> [EXERCISE A]: In the notebook excerpt on saving estimation artifacts, what do the saved files let the next notebook focus on?
> [EXERCISE B]: Resume the notebook excerpt on saving estimation artifacts, starting after its final line.

====== PASSAGE PROVIDED ======

The cluster plot should be read as a guide for deeper analysis rather than a final segmentation claim. Later notebooks can formalize these ideas by decomposing effects and checking sensitivity to the spillover exposure definition.

18. Save Estimation Artifacts

This cell saves the main estimate table, observed-outcome summary, bootstrap distribution, bootstrap summary, validation table, decomposition table, and exploratory cluster effects. These artifacts let the next notebook focus on formal direct/indirect/total decomposition without recomputing the basic randomized estimators.

ESTIMATE_OUTPUT = PROCESSED_DIR / "movielens_interference_cluster_estimates.csv"
OBSERVED_OUTPUT = PROCESSED_DIR / "movielens_interference_observed_effects.csv"
VALIDATION_OUTPUT = PROCESSED_DIR / "movielens_interference_estimator_validation.csv"
BOOTSTRAP_OUTPUT = PROCESSED_DIR / "movielens_interference_cluster_bootstrap.csv"
BOOTSTRAP_SUMMARY_OUTPUT = PROCESSED_DIR / "movielens_interference_cluster_bootstrap_summary.csv"
DECOMPOSITION_OUTPUT = PROCESSED_DIR / "movielens_interference_slate_decomposition.csv"
CLUSTER_EFFECT_OUTPUT = PROCESSED_DIR / "movielens_interference_cluster_effects.csv"

estimate_table.to_csv(ESTIMATE_OUTPUT, index=False)
observed_estimates.to_csv(OBSERVED_OUTPUT, index=False)
validation_table.to_csv(VALIDATION_OUTPUT, index=False)
bootstrap_distribution.to_csv(BOOTSTRAP_OUTPUT, index=False)
bootstrap_summary.to_csv(BOOTSTRAP_SUMMARY_OUTPUT, index=False)
slate_decomposition.to_csv(DECOMPOSITION_OUTPUT, index=False)
cluster_effects.to_csv(CLUSTER_EFFECT_OUTPUT, index=False)

saved_outputs = pd.DataFrame(
    {
        "artifact": [
            "all_cluster_estimates",
            "observed_effects",
            "estimator_validation",
            "cluster_bootstrap_distribution",
            "cluster_bootstrap_summary",
            "slate_decomposition",
            "cluster_effects",
        ],
        "path": [
            str(ESTIMATE_OUTPUT),
            str(OBSERVED_OUTPUT),
            str(VALIDATION_OUTPUT),
            str(BOOTSTRAP_OUTPUT),
            str(BOOTSTRAP_SUMMARY_OUTPUT),
            str(DECOMPOSITION_OUTPUT),
            str(CLUSTER_EFFECT_OUTPUT),
        ],
    }
)

display(saved_outputs)

	artifact	path
0	all_cluster_estimates	/home/apex/Documents/ranking_sys/data/processe...

====== STUDY MATERIAL ======

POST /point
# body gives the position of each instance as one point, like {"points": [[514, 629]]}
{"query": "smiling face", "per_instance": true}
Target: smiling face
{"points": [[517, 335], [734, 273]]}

======

> [RESPONSE AREA A]: Formal direct/indirect/total decomposition, without recomputing the basic randomized estimators.

> [RESPONSE AREA B]:
1	observed_effects	/home/apex/Documents/ranking_sys/data/processe...
2	estimator_validation	/home/apex/Documents/ranking_sys/data/processe...
3	cluster_bootstrap_distribution	/home/apex/Documents/ranking_sys/data/processe...
4	cluster_bootstrap_summary	/home/apex/Documents/ranking_sys/data/processe...
5	slate_decomposition	/home/apex/Documents/ranking_sys/data/processe...
6	cluster_effects	/home/apex/Documents/ranking_sys/data/processe...

The saved files are the handoff to the next notebook. The most important tables are the observed effects, the validation table, and the slate decomposition. Together they show the estimated promoted-item gain, the estimated spillover loss, and the net slate consequence.

19. Notebook Takeaways

This notebook estimated the randomized promotion simulation from several angles:

The direct focal-item effect measures the gain from moving a lower-ranked movie to the top of a slate.
Same-cluster and displaced-item contrasts measure competitor losses caused by the same promotion.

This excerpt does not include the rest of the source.